What is needed.
Copy out the lines of the material below exactly, starting with the line that contains "the jacket shoulder" and continuing through the line that contains "point(105, 512)", and include nothing else.
====
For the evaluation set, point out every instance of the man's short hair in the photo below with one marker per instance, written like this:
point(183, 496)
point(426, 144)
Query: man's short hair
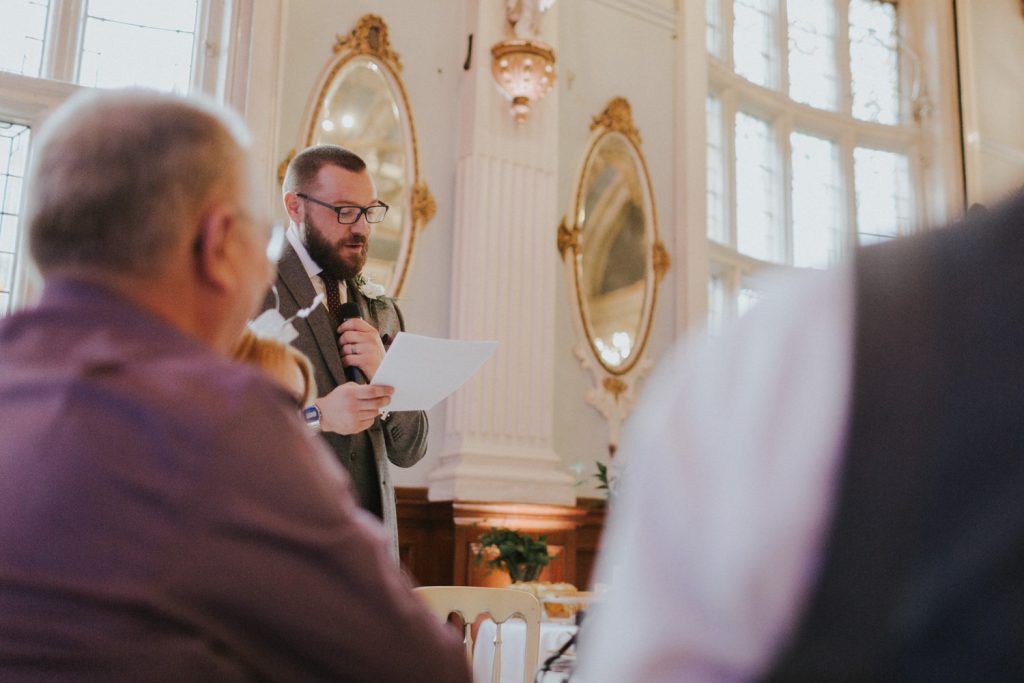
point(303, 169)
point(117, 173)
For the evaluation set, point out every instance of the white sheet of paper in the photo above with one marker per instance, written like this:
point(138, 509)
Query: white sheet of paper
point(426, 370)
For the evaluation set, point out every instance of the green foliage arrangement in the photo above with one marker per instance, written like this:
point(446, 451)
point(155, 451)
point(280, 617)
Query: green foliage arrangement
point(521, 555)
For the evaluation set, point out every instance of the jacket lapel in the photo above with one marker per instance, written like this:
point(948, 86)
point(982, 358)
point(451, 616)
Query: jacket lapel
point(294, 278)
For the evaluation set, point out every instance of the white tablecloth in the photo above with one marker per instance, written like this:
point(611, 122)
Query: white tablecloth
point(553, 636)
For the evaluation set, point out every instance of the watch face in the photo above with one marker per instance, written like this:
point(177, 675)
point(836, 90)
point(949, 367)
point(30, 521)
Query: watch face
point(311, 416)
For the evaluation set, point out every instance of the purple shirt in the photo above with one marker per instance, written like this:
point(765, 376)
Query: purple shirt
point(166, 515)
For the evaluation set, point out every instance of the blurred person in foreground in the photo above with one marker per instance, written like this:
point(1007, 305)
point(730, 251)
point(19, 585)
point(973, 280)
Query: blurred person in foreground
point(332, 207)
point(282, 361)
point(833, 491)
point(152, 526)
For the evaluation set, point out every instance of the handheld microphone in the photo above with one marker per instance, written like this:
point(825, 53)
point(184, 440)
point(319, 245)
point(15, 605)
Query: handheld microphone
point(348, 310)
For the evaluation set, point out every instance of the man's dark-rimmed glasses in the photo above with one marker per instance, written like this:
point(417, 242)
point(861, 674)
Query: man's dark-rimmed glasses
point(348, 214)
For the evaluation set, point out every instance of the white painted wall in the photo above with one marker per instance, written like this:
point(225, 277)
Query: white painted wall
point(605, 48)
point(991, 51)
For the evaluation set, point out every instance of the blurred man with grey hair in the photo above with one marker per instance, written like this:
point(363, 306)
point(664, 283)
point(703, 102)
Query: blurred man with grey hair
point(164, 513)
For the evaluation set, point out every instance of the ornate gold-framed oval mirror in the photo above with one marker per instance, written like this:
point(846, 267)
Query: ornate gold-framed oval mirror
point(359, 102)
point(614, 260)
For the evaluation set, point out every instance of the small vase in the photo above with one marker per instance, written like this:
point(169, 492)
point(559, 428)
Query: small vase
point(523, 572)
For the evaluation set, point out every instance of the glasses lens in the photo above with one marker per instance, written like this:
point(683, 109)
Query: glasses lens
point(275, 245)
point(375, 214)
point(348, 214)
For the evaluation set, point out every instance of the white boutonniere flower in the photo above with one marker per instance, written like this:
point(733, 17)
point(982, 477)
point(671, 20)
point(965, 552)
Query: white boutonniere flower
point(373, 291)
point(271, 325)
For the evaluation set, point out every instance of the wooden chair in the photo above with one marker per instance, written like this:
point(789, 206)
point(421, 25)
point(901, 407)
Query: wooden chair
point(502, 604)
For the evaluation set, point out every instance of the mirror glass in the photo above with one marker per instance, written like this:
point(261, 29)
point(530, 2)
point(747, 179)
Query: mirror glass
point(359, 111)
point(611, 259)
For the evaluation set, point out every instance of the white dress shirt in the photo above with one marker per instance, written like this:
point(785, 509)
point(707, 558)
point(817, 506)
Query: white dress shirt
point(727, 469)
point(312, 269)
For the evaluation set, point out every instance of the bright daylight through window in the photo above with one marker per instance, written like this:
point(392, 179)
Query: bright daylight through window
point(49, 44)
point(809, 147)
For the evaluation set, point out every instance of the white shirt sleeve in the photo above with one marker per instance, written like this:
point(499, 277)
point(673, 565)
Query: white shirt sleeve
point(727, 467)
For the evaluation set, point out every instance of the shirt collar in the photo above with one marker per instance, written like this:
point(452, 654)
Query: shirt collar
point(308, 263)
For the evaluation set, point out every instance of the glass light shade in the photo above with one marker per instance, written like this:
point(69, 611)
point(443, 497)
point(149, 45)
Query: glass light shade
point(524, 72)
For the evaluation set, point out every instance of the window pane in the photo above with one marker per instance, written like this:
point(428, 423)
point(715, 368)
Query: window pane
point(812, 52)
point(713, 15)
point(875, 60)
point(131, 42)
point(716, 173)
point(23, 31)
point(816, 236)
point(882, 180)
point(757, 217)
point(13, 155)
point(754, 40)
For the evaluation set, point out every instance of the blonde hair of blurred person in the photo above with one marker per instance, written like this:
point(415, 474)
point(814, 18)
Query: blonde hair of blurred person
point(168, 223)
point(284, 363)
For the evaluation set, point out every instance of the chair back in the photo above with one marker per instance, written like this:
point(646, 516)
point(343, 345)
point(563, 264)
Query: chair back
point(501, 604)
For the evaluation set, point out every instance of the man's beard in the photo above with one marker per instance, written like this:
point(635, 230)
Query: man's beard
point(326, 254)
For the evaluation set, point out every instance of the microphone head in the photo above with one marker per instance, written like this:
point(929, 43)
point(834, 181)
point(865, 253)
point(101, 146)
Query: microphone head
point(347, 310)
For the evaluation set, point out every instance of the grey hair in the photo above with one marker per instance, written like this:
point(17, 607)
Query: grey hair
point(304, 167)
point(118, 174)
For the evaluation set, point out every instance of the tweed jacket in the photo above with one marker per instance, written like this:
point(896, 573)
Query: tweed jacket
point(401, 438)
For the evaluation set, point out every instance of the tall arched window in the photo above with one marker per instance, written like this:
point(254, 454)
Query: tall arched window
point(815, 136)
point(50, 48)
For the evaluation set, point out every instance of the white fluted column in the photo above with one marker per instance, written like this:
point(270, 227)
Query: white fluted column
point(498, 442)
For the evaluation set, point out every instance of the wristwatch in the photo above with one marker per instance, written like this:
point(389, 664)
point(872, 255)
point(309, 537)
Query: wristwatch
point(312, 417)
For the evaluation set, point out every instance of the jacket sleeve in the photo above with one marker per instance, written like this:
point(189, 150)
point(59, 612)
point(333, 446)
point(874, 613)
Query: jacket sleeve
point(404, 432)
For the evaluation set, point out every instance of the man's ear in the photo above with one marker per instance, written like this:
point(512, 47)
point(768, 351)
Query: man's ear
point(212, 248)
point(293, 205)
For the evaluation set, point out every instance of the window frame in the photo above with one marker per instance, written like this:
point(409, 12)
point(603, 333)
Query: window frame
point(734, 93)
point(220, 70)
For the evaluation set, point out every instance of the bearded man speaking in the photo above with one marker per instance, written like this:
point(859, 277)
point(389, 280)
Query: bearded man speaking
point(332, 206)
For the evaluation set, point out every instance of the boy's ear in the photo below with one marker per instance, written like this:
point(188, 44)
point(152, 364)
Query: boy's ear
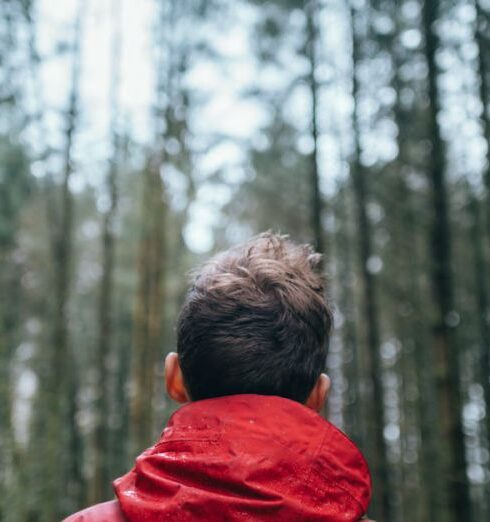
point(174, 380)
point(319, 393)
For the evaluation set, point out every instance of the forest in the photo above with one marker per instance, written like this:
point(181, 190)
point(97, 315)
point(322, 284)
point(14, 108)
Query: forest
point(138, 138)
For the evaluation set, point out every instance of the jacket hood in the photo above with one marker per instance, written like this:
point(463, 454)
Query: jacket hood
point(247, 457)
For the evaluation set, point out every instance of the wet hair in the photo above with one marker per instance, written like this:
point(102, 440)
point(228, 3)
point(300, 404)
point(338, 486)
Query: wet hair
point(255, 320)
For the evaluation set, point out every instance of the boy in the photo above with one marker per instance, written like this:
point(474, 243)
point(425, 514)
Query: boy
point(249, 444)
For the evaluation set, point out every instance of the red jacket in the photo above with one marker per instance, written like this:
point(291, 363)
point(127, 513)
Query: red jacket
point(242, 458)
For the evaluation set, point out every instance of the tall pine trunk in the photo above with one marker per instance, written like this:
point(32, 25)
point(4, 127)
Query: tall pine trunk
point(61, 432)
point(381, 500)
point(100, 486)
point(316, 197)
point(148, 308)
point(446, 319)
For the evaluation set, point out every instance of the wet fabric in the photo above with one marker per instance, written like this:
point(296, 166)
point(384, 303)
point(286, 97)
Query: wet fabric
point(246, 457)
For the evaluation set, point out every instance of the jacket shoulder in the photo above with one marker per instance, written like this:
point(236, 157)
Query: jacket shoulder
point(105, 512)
====
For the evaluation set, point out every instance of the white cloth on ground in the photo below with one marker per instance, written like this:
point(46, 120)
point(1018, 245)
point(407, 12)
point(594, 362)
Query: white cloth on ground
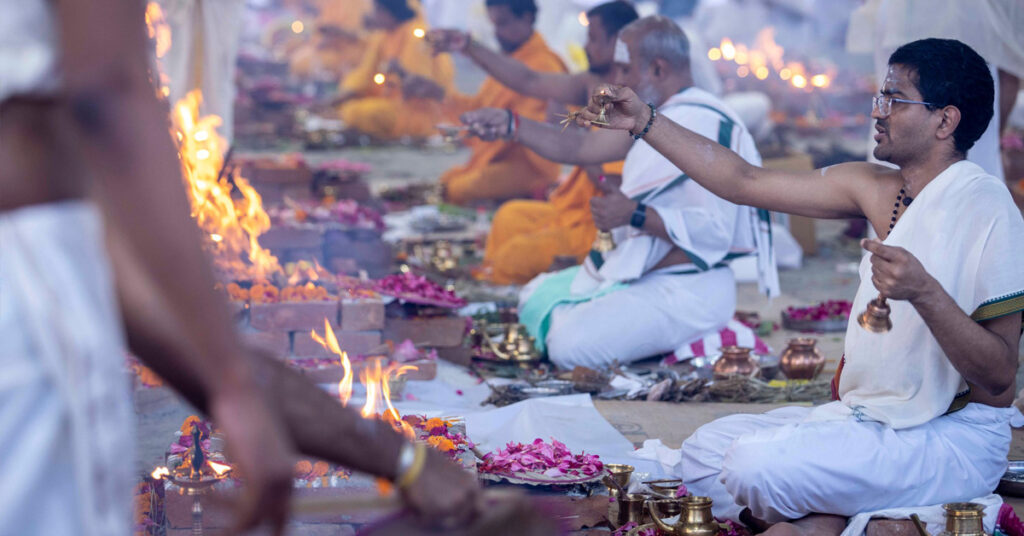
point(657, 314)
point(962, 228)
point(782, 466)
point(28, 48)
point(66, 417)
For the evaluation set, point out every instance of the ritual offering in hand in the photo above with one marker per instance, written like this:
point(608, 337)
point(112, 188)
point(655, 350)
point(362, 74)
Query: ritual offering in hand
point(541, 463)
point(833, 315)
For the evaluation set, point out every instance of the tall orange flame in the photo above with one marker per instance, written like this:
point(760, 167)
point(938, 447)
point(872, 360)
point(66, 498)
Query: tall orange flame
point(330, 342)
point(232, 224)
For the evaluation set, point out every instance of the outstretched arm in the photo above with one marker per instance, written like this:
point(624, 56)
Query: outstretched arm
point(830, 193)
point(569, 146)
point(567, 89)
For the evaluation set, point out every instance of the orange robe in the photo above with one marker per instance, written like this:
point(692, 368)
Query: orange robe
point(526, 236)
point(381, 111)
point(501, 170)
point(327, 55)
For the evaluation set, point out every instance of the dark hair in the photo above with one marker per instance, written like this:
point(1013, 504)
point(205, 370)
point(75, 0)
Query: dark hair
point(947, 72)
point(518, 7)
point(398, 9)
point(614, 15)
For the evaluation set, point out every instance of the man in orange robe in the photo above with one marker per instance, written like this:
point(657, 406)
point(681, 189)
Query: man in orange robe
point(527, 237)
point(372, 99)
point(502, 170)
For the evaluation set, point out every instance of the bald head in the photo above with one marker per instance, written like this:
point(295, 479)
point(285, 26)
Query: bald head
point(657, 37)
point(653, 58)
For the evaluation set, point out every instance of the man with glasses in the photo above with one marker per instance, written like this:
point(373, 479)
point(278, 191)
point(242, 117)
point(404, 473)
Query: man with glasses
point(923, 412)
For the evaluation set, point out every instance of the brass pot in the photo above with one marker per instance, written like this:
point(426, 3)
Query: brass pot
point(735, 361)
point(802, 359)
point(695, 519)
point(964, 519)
====
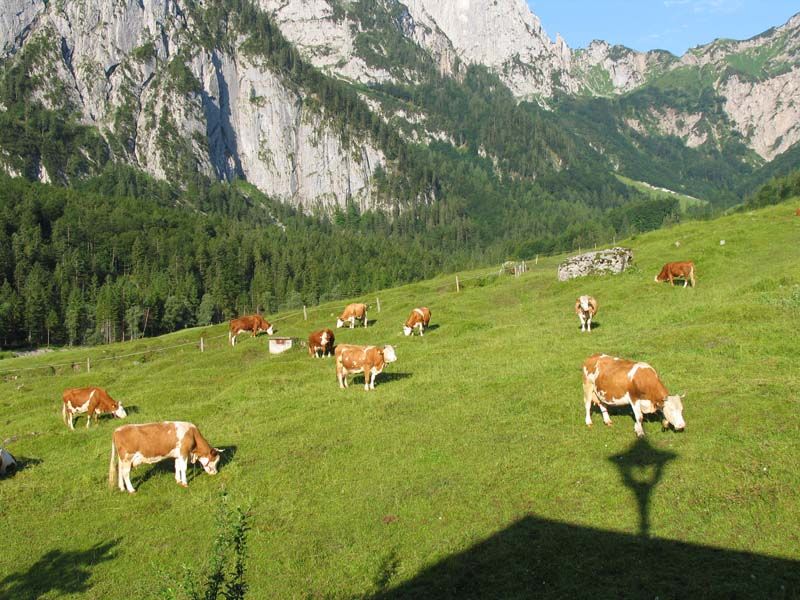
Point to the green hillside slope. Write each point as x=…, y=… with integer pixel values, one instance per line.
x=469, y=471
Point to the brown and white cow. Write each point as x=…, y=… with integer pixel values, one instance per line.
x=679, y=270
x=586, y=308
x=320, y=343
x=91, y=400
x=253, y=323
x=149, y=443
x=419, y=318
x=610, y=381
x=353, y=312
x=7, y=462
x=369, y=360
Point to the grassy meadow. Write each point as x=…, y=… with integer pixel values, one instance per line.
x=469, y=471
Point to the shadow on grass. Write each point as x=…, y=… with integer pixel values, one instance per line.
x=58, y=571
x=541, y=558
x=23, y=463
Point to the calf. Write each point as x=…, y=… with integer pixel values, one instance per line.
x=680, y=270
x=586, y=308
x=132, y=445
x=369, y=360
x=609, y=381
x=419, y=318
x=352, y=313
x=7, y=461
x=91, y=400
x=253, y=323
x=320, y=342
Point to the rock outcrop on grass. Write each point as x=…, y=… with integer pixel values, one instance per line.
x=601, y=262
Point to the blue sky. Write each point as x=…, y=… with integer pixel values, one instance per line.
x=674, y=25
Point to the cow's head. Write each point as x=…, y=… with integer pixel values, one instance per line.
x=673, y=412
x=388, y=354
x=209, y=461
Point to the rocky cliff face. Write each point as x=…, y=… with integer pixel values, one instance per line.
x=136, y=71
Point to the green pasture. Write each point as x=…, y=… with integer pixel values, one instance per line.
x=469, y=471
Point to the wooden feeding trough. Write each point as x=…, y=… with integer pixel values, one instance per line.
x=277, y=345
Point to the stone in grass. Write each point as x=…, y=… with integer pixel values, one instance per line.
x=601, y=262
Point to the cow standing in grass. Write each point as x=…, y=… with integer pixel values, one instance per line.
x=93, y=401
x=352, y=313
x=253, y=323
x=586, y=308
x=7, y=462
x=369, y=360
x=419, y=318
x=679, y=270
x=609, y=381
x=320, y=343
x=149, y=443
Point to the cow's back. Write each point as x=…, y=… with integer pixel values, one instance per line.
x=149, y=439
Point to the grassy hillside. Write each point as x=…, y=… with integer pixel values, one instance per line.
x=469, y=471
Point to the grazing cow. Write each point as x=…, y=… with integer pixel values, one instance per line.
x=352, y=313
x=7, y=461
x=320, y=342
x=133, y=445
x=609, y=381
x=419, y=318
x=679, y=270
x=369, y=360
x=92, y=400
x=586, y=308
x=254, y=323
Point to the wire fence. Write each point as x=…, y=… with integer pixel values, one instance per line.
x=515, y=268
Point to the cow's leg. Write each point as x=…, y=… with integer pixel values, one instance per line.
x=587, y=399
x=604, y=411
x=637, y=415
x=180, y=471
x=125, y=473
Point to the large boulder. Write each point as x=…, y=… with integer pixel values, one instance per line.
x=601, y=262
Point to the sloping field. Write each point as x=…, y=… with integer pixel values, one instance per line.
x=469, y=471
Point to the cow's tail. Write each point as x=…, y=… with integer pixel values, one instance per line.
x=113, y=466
====
Answer in full.
For the evaluation set, point out every instance of the jacket shoulder in the photo above with one marker per instance, written like this:
point(236, 157)
Query: jacket shoulder
point(105, 512)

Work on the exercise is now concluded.